Data supplied >>
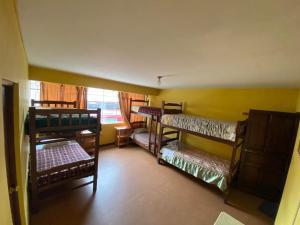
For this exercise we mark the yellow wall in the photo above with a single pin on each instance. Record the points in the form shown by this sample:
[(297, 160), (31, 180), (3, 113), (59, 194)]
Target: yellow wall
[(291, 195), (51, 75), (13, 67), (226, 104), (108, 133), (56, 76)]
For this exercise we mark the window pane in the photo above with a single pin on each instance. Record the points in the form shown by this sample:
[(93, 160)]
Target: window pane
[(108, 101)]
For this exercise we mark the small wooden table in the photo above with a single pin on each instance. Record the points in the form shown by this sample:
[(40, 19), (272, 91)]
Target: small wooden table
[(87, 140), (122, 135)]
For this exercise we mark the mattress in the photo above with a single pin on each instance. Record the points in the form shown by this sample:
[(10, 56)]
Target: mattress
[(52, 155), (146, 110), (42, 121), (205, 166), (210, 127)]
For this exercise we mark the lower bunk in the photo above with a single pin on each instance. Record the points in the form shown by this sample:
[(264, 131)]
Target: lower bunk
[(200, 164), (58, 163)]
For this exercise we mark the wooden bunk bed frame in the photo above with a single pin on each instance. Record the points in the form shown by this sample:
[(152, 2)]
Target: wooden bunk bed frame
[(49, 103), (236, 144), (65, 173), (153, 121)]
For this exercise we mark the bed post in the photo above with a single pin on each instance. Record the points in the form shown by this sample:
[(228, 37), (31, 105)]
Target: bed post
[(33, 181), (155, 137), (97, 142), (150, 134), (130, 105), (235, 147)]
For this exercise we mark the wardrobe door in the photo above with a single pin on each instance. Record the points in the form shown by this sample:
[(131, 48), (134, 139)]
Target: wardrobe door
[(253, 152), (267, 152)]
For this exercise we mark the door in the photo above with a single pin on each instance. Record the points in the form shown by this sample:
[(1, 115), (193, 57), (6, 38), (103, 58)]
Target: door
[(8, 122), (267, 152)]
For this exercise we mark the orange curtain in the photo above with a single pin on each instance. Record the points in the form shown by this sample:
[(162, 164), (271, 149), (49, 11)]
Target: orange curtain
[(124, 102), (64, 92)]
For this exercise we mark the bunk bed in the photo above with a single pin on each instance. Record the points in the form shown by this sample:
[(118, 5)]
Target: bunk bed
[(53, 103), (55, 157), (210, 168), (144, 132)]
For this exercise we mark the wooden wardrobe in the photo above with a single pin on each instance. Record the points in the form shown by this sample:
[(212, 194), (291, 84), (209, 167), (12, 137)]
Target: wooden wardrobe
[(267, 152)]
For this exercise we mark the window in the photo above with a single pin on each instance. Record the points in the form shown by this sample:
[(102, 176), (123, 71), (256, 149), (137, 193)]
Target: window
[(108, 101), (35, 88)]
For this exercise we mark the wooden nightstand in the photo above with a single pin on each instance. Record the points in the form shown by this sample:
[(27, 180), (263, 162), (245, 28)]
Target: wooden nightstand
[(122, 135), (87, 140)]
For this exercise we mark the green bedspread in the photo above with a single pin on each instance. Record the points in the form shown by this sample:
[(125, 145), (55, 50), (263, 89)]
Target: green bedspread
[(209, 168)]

==

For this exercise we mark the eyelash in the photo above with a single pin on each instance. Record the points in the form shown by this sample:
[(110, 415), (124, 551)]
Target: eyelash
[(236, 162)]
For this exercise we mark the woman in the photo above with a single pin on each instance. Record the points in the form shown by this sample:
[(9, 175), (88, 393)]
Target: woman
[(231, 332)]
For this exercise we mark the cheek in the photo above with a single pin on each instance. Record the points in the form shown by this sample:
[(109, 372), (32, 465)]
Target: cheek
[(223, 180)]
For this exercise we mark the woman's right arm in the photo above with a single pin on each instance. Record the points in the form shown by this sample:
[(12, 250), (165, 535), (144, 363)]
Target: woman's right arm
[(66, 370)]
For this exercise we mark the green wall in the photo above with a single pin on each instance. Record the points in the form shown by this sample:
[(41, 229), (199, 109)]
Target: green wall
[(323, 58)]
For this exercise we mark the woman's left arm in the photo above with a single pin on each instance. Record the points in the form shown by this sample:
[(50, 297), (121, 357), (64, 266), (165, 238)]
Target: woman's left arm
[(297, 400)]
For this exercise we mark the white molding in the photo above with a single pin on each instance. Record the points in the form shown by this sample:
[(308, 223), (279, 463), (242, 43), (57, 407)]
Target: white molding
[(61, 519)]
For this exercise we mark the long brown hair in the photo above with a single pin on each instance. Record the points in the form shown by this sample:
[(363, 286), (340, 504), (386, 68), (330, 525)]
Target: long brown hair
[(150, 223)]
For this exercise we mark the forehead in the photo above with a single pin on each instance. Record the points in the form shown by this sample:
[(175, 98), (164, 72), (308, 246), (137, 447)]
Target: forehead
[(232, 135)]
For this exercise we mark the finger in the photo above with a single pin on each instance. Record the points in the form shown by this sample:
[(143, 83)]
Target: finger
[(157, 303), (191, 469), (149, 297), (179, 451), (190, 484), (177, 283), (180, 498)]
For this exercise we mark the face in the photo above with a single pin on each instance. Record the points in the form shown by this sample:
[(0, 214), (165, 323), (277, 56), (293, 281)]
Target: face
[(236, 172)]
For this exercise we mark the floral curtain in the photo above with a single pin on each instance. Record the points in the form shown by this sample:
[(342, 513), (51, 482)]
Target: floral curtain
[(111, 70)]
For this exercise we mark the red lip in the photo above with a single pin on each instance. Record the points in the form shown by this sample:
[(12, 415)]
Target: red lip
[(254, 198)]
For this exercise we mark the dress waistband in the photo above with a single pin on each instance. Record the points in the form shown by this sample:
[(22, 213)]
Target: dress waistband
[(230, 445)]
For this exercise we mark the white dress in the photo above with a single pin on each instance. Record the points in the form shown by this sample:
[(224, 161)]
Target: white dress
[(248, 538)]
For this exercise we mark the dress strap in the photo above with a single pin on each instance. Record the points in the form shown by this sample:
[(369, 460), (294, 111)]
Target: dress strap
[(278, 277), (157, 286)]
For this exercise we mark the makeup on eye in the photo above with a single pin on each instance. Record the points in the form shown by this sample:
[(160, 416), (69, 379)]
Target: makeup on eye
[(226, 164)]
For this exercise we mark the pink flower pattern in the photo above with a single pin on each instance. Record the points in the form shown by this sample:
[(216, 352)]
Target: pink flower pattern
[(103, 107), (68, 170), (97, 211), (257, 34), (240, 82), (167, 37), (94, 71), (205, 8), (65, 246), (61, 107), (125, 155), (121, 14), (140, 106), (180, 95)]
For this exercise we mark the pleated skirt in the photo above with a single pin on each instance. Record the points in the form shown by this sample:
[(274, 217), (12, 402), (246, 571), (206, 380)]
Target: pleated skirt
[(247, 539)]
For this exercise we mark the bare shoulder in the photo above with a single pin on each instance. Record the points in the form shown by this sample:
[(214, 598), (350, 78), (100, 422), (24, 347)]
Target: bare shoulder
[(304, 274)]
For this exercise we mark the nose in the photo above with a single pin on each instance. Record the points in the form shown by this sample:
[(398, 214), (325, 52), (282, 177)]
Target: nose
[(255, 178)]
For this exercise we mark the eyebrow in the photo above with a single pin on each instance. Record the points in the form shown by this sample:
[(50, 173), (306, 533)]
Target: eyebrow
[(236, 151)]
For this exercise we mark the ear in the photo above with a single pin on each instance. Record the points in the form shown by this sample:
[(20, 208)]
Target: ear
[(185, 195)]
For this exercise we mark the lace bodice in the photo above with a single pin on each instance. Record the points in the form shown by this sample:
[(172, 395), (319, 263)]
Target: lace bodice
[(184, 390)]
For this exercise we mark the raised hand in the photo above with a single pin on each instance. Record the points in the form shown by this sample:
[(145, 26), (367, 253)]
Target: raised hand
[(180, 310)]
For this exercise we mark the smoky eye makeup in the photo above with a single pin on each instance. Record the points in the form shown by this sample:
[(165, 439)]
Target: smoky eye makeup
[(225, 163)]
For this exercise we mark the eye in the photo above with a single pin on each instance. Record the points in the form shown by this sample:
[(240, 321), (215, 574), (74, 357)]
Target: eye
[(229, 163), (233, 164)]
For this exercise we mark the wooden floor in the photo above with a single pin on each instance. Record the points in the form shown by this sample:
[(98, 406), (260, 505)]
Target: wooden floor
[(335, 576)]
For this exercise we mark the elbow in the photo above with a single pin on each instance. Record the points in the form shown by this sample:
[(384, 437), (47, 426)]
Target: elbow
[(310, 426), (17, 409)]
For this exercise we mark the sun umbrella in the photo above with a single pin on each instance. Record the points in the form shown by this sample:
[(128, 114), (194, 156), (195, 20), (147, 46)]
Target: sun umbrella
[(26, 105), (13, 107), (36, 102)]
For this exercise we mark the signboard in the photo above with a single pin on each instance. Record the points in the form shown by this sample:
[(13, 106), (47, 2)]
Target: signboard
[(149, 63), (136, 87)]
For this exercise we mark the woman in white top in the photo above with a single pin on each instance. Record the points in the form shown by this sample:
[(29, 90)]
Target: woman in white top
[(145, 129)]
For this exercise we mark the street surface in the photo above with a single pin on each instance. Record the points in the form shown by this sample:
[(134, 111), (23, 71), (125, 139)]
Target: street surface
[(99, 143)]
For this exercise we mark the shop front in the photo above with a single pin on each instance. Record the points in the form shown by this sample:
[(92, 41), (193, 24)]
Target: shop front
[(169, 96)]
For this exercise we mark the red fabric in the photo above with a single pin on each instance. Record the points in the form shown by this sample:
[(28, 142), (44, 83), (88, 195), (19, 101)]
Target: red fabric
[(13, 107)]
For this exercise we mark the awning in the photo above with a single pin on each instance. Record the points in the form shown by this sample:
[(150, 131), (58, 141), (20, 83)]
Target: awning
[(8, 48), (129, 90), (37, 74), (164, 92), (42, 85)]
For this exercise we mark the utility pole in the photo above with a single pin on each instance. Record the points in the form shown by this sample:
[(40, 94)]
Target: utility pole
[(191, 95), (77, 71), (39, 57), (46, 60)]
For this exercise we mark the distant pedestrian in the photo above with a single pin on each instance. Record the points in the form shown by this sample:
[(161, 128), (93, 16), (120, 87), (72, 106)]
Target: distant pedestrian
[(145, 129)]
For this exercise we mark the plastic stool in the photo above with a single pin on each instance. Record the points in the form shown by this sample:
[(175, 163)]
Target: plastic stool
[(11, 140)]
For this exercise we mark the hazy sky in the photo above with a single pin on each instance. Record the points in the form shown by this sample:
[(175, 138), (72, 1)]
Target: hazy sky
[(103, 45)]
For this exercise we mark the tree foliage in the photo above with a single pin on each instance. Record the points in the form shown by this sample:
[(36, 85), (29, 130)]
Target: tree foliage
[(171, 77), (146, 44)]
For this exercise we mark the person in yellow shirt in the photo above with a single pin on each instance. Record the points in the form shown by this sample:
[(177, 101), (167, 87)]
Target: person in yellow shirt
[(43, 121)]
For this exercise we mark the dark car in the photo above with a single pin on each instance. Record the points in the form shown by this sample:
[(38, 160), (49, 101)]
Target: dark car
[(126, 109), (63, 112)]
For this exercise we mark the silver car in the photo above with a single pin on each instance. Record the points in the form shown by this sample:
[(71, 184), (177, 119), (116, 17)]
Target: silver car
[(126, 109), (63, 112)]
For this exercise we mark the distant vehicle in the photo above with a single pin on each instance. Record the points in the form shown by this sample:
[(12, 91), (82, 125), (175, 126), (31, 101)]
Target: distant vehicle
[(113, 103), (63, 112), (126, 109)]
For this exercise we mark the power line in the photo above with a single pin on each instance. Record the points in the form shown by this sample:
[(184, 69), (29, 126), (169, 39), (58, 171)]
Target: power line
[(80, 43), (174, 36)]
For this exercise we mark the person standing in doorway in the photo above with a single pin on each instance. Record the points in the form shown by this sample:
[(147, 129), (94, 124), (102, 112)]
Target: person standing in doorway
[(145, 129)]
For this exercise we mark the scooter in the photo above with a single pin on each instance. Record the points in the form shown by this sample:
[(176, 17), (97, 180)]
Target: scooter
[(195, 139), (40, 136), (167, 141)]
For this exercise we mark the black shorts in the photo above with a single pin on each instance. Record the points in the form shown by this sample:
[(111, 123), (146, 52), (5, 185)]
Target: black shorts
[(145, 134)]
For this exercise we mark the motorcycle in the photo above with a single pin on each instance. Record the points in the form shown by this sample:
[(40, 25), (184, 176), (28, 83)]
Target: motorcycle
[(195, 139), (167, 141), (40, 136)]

Required work >> Copy out word for word everything in the items above from the line containing "For this exercise we mark the yellow" down to the line containing "[(8, 122), (267, 152)]", including both of those lines.

Task answer >>
For this exercise we mark the yellow wall in the photo above with a single pin on each instance. Record the points in the form shown by this sample:
[(297, 160), (31, 180), (3, 113), (59, 194)]
Target: yellow wall
[(291, 195), (51, 75), (13, 67), (226, 104), (108, 133), (56, 76)]
For this exercise we mark the window pane in the photo above with a single pin on each instance. Record the points in the form shown by this sample:
[(93, 160)]
Target: window pane
[(108, 101)]
For this exercise we mark the small wooden table in the photo above with a single pin on each instance. Record the points in the form shown by this sample:
[(40, 19), (272, 91)]
Target: small wooden table
[(87, 140), (122, 135)]
For this exercise we mark the mattress in the photo above with a single pin on each instance. Record the points in the form shown by this sample:
[(10, 56)]
Target: mattress
[(52, 155), (146, 110), (42, 121), (205, 166), (210, 127)]
For this exercise we mark the lower bunk in the photo above with a single pin on each instance. Record the points in the form shown by this sample:
[(264, 131)]
Target: lower bunk
[(200, 164), (58, 163)]
For this exercise we mark the wooden bunk bed frame in the photo above with a single pin on each instance. Record the points in the form shown by this sample:
[(152, 2)]
Target: wooden bunk bed frame
[(49, 103), (236, 144), (65, 173), (153, 121)]
For this exercise we mark the bed post in the photo above with a single pin on each instance. Record the points in the form shown by this sample:
[(228, 37), (31, 105)]
Target: bed post
[(33, 181), (155, 137), (97, 142), (150, 134), (130, 105), (235, 147)]
For this exercise we mark the wardrobe door in the photo above with a single pin on each instance. Record the points in the form shown by this sample:
[(131, 48), (134, 139)]
Target: wardrobe door
[(253, 152), (267, 152)]
For this exercise we mark the door in the photo above with a single pin on each instance. Record the points in the form shown by this sample:
[(1, 115), (193, 57), (6, 38), (103, 58)]
Target: door
[(8, 122), (267, 152)]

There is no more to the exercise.